Given text Start Marker
In the non-partisan election, Sanchez developed a coalition that included the Hispanic community, Asian business leaders, Republicans, and independent voters. Historically, Hispanic turnout in Houston races hovered around 10%, but nearly 18% of Hispanic voters turned out in this race, with more than 77% voting for Sanchez.

Voter turnout in the 2001 mayoral race between Sanchez and Brown was historic. In addition to the near doubling of Latino voter turnout, the total number of voters in the December run-off remains the highest in Houston's history as of 2015. Sanchez narrowly lost the race by 10,702 votes.

In 2003, Sanchez ran for mayor against Bill White, a businessman and well-connected Democrat, and Sylvester Turner, a state representative and former candidate for mayor against then-Mayor Bob Lanier.
Given text End Marker
Supplied records Start Marker
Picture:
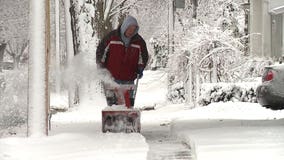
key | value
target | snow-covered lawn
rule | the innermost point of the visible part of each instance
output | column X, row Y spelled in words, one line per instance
column 232, row 131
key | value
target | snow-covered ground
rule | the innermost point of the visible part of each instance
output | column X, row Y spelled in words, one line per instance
column 218, row 131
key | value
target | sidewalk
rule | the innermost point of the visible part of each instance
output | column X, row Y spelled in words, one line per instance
column 224, row 139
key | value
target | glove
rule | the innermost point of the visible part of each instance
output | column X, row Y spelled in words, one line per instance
column 140, row 72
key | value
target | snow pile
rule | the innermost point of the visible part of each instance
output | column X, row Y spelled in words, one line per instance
column 232, row 131
column 75, row 147
column 223, row 92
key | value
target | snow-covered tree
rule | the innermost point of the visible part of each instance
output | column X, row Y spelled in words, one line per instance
column 209, row 48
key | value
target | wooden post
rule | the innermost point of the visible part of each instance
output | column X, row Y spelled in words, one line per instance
column 47, row 57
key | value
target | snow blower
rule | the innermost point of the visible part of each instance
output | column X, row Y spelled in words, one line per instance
column 120, row 115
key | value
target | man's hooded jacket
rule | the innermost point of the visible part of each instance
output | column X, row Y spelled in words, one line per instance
column 123, row 56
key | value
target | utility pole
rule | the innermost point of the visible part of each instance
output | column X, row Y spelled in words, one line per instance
column 57, row 46
column 47, row 61
column 171, row 26
column 38, row 98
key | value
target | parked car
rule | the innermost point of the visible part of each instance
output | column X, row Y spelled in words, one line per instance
column 270, row 93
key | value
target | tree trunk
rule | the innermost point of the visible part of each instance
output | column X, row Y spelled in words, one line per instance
column 2, row 50
column 195, row 5
column 76, row 43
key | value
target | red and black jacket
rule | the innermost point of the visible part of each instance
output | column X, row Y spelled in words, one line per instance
column 121, row 61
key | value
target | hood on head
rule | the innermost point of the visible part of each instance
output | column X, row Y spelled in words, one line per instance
column 128, row 21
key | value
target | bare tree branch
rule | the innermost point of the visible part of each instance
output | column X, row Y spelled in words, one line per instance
column 115, row 7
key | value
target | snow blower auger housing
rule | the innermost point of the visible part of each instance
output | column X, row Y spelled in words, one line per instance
column 120, row 116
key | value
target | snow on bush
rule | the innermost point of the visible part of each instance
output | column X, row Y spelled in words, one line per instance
column 235, row 92
column 13, row 100
column 210, row 49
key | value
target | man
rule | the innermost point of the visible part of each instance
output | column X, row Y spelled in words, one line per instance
column 124, row 54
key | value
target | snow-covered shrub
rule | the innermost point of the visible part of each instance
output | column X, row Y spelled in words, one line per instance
column 236, row 92
column 13, row 99
column 159, row 58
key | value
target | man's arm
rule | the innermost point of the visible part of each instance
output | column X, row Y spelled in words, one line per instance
column 144, row 53
column 101, row 53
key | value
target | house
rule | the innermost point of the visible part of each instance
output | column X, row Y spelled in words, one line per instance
column 266, row 28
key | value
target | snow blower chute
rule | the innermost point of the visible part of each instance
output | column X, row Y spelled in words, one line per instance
column 120, row 116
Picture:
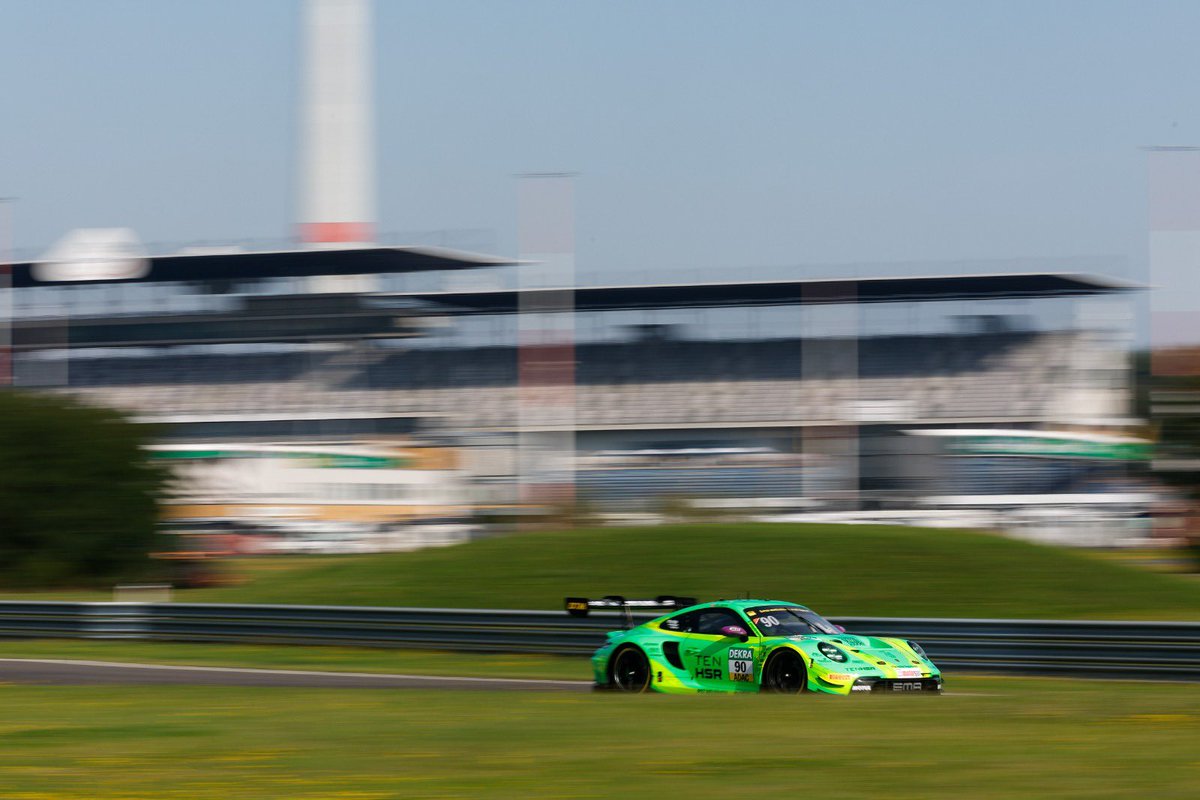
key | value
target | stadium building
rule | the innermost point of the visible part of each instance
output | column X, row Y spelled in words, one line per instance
column 802, row 389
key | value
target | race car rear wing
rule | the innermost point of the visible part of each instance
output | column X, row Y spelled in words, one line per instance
column 581, row 606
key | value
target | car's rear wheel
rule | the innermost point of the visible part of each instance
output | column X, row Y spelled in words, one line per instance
column 785, row 673
column 630, row 671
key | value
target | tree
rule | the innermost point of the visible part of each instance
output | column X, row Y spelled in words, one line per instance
column 78, row 494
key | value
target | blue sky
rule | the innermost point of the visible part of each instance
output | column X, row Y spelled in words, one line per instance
column 707, row 136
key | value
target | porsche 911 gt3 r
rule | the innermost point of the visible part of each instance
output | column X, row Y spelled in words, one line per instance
column 751, row 645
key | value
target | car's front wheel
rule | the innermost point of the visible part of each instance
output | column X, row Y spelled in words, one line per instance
column 630, row 671
column 785, row 673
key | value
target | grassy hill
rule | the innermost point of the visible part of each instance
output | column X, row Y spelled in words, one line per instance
column 839, row 570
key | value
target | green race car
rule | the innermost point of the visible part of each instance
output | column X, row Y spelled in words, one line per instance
column 750, row 645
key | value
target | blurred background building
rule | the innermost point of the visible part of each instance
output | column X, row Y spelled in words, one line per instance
column 342, row 382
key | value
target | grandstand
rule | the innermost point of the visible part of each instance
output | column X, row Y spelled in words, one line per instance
column 256, row 358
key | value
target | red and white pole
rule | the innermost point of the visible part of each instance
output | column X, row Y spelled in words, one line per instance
column 336, row 205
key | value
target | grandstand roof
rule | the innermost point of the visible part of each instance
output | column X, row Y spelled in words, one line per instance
column 250, row 265
column 785, row 293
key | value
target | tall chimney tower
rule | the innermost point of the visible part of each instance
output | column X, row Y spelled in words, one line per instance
column 337, row 202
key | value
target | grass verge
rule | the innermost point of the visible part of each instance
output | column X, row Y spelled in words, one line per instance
column 1012, row 738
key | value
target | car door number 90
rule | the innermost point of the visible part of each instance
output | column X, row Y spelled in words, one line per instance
column 741, row 666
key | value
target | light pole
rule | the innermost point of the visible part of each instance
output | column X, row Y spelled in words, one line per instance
column 6, row 326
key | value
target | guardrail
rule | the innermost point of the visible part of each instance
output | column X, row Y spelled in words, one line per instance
column 1152, row 650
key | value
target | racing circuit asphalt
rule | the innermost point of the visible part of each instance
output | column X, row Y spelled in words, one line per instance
column 91, row 673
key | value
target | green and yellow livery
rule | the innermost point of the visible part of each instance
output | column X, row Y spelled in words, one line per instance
column 750, row 645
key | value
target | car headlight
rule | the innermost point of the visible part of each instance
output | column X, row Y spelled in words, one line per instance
column 832, row 653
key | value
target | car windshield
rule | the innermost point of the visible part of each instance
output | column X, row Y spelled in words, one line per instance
column 789, row 620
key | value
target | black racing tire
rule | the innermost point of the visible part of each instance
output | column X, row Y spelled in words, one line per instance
column 785, row 673
column 629, row 671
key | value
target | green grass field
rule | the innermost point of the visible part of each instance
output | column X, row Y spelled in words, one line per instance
column 839, row 570
column 1018, row 738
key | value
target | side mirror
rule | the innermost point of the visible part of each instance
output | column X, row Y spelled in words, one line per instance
column 736, row 630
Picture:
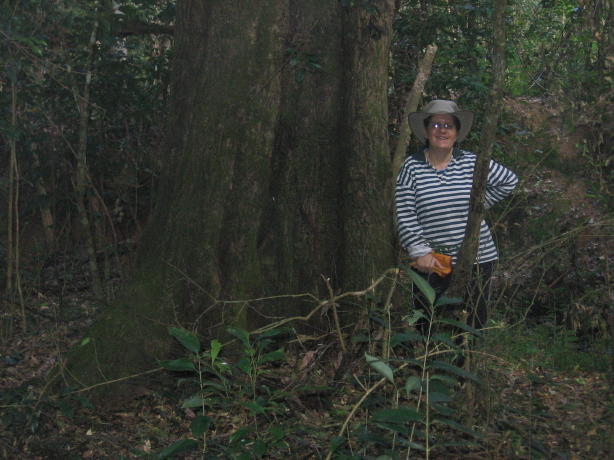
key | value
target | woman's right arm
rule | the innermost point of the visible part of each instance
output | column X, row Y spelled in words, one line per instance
column 410, row 231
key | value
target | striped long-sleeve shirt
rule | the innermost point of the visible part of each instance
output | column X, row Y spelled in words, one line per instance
column 432, row 206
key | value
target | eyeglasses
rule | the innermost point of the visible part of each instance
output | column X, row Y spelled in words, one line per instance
column 438, row 125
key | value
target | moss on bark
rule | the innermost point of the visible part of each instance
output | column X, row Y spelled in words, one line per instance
column 277, row 172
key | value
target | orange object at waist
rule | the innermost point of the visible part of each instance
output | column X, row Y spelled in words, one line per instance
column 444, row 260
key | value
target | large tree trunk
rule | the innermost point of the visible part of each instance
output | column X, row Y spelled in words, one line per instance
column 277, row 172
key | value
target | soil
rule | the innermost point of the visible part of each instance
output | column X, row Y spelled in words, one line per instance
column 524, row 411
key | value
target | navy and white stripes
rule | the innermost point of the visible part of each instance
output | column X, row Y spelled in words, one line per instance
column 433, row 206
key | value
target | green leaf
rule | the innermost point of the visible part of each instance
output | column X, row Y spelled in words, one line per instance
column 185, row 338
column 398, row 415
column 200, row 424
column 183, row 445
column 444, row 338
column 277, row 432
column 436, row 397
column 240, row 334
column 455, row 370
column 360, row 337
column 460, row 325
column 422, row 285
column 240, row 434
column 255, row 408
column 193, row 401
column 443, row 300
column 413, row 319
column 182, row 364
column 216, row 347
column 380, row 367
column 413, row 383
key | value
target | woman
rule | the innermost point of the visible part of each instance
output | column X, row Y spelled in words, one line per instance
column 433, row 190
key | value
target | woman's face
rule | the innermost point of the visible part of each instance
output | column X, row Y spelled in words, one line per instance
column 441, row 132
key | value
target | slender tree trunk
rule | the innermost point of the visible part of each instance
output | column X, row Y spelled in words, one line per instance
column 13, row 275
column 410, row 104
column 81, row 175
column 461, row 277
column 277, row 172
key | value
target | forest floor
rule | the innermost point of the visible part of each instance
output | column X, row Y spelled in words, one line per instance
column 526, row 409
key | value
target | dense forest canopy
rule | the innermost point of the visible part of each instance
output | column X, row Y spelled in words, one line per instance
column 169, row 160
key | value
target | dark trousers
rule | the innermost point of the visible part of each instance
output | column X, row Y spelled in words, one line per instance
column 476, row 296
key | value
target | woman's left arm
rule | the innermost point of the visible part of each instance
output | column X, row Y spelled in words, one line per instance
column 501, row 182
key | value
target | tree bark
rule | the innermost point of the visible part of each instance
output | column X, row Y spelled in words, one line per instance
column 277, row 172
column 461, row 277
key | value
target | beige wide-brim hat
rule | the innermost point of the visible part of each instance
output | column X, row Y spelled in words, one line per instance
column 438, row 106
Supplied records End Marker
▸ Questions
(A) Reproduce the passage on Sanchez's mayoral campaigns from "Voter turnout in" to "by 10,702 votes.", replacing "run-off" with "runoff".
(B) Summarize the passage on Sanchez's mayoral campaigns in three sentences.
The records come from a different source than the text.

▸ List of solutions
(A)
Voter turnout in the 2001 mayoral race between Sanchez and Brown was historic. In addition to the near doubling of Latino voter turnout, the total number of voters in the December runoff remains the highest in Houston's history as of 2015. Sanchez narrowly lost the race by 10,702 votes.

(B) In the 2001 nonpartisan race against Brown, Sanchez built a coalition of Hispanic voters, Asian business leaders, Republicans and independents, and nearly 18% of Hispanic voters turned out, more than 77% of them for Sanchez. The turnout was historic: the December run-off drew Houston's largest number of voters as of 2015, yet Sanchez lost narrowly by 10,702 votes. In 2003, Sanchez ran for mayor again, against Democrat Bill White and state representative Sylvester Turner.